## Document section
The innovation is in the hands of the few with the best AI hardware, including Google, Amazon, and Microsoft, Reed said.
It is not yet clear what hardware was used to train GPT-4, but based on the timing, it was likely on the Azure supercomputer with Nvidia's A100 and H100 GPUs.
Google's AI applications are mostly tuned for execution on TPUs. But Google added AI hardware diversity with the announcement of the A3 supercomputer, which will host up to 26,000 Nvidia H100 GPUs. The offering is targeted at companies using Nvidia GPUs in their AI infrastructure. Nvidia's CUDA software stack dominates AI workloads.
Google did not share specifications on Gemini, but it is likely being trained on TPU-v4, said Dylan Patel, chief analyst at SemiAnalysis, a boutique consulting firm.
It could take under a year to train the model, Patel said.
"They didn't give parameters or tokens, but based on some extrapolation and speculation, likely a couple of months," Patel said.

## Exercise set
A - Reproduce everything in the passage on AI training hardware from "It is not yet" down to "and H100 GPUs.".
B - Write what comes next in the passage on AI training hardware, picking up after its final sentence.

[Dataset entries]
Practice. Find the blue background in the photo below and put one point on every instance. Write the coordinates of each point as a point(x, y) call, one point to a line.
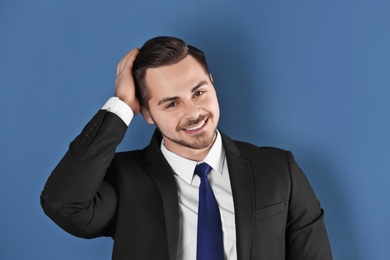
point(308, 76)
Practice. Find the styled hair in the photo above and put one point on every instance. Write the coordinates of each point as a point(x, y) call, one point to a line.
point(158, 52)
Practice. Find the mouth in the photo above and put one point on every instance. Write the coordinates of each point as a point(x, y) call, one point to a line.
point(196, 128)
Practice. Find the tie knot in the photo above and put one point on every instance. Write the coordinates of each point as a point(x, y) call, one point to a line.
point(202, 169)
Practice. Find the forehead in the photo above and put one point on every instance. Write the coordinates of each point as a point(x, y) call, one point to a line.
point(186, 72)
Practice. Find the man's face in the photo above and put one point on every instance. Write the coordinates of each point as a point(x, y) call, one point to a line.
point(183, 105)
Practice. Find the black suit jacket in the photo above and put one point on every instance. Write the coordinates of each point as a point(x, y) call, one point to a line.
point(132, 196)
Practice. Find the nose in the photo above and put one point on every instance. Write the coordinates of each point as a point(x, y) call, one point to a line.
point(192, 111)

## Outputs by task
A -
It is not yet clear what hardware was used to train GPT-4, but based on the timing, it was likely on the Azure supercomputer with Nvidia's A100 and H100 GPUs.

B -
TPU v5 will ramp this year, Patel said.
"They increased this number to 1,024 with TPUv3 and to 4,096 with TPUv4. We would assume that the current generation TPUv5 can scale up to 16,384 chips without going through inefficient ethernet based on the trendline," authors at SemiAnalysis said in a newsletter entry.
There have been hints of TPU v5 in the wild, but it has been mired in controversy.
Google claimed that AI agents can be trained to floor-plan chips, which involves placing various blocks or modules at the best place on a chip. The agent learns over time and can place previously unseen modules on a chip.
"Our methods generate placements that are superior or comparable to human expert chip designers in under 6 hours, whereas the highest-performing alternatives require human experts in the loop and take several weeks for each of the dozens of blocks in a modern chip," Google said in the paper.
But academic researchers were not amused by Google's claims. Google came under fire for keeping its research closed, and not opening it up for public scrutiny. The company ultimately placed limited amounts of information on Github.
A researcher, Andrew B. Kahng, from University of California, San Diego, tried to reverse engineer Google's chip-design techniques, and found that in some cases, human chip designers and automated tools could be faster Google's AI-only technique. He presented a paper on his findings at the International Symposium on Physical Design in March.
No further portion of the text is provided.